ACTIVITY:
The span to repeat in the listing below runs from the line containing "x=497, y=20" to the line containing "x=297, y=159", inclusive. Repeat it exactly, and only it.

+ + + + +

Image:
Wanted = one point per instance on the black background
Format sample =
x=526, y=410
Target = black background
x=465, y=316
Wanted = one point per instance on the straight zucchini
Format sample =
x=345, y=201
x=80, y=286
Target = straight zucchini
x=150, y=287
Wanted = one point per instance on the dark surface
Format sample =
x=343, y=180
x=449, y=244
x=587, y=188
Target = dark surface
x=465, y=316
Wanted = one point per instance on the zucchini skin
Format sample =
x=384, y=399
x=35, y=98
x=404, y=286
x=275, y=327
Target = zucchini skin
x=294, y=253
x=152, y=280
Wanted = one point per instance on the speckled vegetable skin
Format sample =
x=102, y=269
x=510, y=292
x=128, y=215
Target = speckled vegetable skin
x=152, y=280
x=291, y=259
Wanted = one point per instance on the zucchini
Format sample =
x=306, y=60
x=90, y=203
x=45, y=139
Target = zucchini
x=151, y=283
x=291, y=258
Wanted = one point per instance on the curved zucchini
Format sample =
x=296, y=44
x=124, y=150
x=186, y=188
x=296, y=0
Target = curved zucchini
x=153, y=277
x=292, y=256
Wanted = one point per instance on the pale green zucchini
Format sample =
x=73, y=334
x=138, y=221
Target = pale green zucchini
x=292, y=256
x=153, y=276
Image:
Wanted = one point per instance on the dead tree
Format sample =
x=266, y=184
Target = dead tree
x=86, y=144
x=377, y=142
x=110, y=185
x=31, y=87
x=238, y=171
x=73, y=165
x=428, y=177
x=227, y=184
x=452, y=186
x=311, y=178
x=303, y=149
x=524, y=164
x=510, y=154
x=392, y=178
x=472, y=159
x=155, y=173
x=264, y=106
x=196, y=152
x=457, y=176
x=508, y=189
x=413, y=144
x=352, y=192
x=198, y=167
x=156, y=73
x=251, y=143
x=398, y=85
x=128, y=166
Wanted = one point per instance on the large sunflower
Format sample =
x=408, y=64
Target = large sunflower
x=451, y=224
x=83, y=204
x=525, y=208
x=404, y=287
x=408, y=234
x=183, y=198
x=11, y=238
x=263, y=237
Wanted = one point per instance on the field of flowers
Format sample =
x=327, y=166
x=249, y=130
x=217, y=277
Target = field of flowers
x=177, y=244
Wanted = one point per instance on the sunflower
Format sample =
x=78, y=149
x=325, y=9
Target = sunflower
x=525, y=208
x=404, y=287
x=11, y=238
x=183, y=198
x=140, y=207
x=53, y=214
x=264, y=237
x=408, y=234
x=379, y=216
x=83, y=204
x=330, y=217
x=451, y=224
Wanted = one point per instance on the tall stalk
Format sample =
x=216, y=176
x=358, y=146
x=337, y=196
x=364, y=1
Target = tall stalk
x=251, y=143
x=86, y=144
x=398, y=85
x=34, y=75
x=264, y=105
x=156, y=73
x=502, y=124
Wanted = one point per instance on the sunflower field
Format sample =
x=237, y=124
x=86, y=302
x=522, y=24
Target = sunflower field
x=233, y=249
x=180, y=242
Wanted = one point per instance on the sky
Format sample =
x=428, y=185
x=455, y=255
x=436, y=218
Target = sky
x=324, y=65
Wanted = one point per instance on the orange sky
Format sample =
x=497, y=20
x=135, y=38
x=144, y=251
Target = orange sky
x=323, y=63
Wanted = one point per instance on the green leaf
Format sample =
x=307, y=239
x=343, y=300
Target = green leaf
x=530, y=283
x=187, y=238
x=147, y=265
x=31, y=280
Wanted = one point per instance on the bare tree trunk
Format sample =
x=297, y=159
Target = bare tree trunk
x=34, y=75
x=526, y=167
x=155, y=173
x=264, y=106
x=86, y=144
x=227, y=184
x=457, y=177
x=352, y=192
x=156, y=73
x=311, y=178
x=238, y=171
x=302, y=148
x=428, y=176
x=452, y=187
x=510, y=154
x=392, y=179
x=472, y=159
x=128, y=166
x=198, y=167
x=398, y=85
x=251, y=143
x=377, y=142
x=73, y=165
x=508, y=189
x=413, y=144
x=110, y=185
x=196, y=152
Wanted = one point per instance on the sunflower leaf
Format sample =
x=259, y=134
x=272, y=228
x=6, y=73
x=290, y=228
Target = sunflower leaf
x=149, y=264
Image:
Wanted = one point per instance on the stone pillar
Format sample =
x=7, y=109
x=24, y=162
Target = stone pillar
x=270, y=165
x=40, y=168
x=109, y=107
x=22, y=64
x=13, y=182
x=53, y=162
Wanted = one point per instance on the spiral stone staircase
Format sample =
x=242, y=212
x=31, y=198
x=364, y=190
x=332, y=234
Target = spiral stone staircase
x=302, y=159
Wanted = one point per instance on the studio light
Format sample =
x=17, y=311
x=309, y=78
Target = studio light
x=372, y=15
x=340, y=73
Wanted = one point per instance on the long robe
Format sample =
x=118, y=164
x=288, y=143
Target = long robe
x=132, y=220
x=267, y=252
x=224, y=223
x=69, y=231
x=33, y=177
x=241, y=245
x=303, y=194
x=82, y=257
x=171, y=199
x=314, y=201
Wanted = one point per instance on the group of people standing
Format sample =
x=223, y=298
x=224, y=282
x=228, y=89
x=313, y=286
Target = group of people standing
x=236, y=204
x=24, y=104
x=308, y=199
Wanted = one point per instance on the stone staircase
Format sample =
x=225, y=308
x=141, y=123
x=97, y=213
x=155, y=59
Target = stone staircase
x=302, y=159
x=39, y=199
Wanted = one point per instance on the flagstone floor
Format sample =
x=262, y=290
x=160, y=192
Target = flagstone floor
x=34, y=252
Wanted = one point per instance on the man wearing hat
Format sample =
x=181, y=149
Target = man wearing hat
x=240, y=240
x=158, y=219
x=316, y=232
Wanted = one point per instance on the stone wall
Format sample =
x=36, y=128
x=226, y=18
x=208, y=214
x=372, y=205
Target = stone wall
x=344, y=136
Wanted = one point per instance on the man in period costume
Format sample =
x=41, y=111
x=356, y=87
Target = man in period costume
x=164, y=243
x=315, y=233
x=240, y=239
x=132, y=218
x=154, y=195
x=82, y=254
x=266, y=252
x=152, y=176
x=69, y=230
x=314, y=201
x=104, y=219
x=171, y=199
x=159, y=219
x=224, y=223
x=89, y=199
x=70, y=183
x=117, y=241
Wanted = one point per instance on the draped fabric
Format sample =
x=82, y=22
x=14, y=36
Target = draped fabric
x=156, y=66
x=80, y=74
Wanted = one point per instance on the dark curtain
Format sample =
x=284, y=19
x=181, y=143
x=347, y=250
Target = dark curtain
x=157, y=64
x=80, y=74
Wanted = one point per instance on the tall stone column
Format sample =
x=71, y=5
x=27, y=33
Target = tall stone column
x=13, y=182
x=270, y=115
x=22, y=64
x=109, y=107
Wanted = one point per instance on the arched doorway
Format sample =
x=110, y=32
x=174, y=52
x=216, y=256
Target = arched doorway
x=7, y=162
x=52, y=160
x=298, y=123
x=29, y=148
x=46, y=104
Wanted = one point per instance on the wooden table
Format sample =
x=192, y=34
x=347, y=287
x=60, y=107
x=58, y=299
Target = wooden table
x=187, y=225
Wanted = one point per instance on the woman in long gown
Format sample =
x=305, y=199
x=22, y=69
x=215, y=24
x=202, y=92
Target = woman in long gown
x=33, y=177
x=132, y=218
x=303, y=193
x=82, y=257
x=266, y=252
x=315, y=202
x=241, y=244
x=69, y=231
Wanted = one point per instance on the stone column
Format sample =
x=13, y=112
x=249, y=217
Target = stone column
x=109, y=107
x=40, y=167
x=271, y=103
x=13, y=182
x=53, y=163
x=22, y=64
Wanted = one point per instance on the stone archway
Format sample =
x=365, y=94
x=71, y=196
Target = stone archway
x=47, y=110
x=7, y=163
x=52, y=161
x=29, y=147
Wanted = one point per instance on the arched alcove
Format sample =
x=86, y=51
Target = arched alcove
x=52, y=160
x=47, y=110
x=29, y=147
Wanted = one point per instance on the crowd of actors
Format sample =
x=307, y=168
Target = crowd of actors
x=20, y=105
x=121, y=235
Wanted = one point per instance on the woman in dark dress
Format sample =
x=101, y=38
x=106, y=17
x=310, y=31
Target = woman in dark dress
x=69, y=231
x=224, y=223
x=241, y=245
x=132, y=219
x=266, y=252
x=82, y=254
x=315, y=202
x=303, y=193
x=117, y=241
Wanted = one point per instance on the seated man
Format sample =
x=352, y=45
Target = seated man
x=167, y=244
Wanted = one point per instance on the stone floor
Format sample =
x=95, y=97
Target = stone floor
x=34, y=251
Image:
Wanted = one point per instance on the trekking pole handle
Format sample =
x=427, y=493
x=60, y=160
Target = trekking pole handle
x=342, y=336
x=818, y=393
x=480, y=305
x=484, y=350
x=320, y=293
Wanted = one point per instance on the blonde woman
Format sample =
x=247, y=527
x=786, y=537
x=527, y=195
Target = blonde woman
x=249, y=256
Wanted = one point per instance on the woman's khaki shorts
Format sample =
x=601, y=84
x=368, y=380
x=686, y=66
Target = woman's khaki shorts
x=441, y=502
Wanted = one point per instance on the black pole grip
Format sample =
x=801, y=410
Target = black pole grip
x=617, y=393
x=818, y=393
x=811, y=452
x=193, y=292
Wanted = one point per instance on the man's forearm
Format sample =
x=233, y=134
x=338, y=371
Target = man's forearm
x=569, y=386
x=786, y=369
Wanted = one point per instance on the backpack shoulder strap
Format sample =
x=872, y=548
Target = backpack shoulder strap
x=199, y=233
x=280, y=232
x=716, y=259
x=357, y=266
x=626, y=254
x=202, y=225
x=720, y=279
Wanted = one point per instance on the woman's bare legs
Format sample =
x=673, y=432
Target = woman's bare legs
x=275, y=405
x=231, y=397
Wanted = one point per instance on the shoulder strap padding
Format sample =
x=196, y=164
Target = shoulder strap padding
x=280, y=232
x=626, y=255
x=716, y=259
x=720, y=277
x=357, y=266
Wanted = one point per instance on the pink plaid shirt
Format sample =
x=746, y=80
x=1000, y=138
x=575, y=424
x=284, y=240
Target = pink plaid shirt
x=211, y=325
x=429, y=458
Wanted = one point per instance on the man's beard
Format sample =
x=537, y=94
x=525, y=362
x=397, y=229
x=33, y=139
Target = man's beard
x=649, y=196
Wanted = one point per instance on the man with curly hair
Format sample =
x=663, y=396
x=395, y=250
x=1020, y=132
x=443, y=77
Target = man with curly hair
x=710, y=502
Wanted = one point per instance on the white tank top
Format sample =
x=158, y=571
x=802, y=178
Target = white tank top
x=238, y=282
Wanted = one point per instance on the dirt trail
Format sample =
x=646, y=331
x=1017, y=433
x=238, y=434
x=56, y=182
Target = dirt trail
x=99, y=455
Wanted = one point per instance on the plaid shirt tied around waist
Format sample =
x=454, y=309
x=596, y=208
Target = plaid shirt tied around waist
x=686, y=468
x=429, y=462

+ + + + +

RESPONSE TO THE EXERCISE:
x=497, y=20
x=135, y=38
x=144, y=251
Target = orange sky
x=323, y=63
Wanted = one point per instance on the green leaf
Format sample =
x=307, y=239
x=343, y=300
Target = green leaf
x=530, y=283
x=187, y=238
x=147, y=265
x=31, y=280
Wanted = one point per instance on the bare tree trunk
Format sample =
x=297, y=159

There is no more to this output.